**Exercise brief**
Which lines in the data below contain the string "positive"? Identify each one and copy it out in full.

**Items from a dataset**
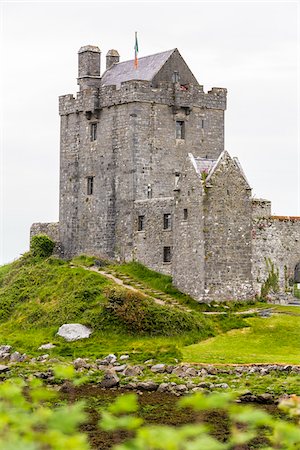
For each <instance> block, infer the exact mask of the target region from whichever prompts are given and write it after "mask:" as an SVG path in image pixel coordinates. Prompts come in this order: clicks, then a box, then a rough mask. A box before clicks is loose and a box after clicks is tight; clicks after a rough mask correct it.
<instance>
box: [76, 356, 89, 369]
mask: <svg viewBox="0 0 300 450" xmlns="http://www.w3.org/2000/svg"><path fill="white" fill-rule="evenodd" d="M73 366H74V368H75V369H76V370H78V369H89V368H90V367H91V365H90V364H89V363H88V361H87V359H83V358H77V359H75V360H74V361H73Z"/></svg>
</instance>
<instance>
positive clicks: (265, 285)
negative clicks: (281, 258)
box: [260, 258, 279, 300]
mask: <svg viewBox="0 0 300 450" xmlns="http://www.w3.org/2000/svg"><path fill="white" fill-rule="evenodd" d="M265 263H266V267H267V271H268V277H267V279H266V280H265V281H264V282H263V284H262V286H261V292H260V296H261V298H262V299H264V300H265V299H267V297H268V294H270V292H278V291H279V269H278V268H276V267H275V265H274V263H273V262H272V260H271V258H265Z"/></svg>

* * *

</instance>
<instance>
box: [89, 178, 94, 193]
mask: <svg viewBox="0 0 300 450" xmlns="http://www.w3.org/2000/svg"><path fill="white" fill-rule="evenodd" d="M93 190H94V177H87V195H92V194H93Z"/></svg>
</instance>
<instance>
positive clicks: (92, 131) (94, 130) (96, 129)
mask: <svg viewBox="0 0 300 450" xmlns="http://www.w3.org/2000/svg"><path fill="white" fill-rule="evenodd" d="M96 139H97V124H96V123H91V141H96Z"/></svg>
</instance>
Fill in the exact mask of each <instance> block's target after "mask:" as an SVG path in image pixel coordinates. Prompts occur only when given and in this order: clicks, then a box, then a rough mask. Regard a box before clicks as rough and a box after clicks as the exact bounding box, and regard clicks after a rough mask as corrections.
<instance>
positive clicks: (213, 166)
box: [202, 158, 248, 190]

**Output**
positive clicks: (265, 285)
positive clicks: (92, 131) (94, 130) (96, 129)
positive clicks: (213, 166)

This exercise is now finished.